# Campervanannie's trike garage



## Admin (May 15, 2017)

I thought I would post a couple of pics of the trike conversion in Annie's garage.




We used ramps that Annie already had and recycled them.
The winch has a wireless remote.
The incline on the ramp is to allow the trike to roll out on the winch (which is braked)


She has also had fitted:

2 x 175 watt solar panels
3 x Exide ES900 gel carbon batteries
Truma SG1000 pure sinewave inline inverter
NASA BM-2 Battery Monitor
Ring RSCDC30 Combined Battery to Battery and MPPT charger.

And a Rae ornament on her roof



Hopefully, these upgrades will make her motorhome a great 365 wilding van for her.


----------



## carol (May 15, 2017)

Admin said:


> I thought I would post a couple of pics of the trike conversion in Annie's garage.

→ **PROBLEM REQUIREMENTS**: Set down the part of the trike garage thread that starts with "We used ramps" and goes on through "and MPPT charger.", copying it word for word.

→ **MATERIAL PROVIDED**:
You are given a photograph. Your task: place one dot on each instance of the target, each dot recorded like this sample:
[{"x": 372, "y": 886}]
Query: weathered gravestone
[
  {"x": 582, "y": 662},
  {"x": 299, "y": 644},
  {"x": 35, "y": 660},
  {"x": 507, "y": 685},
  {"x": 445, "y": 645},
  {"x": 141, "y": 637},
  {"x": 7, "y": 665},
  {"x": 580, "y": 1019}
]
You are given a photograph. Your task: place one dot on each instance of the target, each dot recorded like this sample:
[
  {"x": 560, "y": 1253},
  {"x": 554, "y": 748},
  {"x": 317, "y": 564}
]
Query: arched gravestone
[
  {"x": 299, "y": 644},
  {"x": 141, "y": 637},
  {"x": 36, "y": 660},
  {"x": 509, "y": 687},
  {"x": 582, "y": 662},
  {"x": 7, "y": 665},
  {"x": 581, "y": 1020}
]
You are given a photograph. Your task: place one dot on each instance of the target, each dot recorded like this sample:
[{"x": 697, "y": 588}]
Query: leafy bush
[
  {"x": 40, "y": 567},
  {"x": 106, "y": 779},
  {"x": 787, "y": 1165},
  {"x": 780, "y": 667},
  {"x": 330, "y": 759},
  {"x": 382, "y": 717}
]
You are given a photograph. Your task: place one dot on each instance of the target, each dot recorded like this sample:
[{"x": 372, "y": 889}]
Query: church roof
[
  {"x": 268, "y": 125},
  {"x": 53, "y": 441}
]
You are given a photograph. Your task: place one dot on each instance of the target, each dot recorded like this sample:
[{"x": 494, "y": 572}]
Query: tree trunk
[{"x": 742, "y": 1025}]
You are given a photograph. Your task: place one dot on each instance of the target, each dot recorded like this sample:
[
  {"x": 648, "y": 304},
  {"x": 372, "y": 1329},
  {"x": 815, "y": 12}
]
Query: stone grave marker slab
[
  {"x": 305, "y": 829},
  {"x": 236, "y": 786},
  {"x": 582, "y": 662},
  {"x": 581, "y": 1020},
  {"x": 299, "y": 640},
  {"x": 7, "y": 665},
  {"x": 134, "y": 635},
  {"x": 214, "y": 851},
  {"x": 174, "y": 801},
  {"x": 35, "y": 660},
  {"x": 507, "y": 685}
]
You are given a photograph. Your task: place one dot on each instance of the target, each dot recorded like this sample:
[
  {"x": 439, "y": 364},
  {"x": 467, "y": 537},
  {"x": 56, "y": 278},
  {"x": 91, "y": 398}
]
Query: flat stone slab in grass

→ **EXERCISE RESULT**:
We used ramps that Annie already had and recycled them.
The winch has a wireless remote.
The incline on the ramp is to allow the trike to roll out on the winch (which is braked)


She has also had fitted:

2 x 175 watt solar panels
3 x Exide ES900 gel carbon batteries
Truma SG1000 pure sinewave inline inverter
NASA BM-2 Battery Monitor
Ring RSCDC30 Combined Battery to Battery and MPPT charger.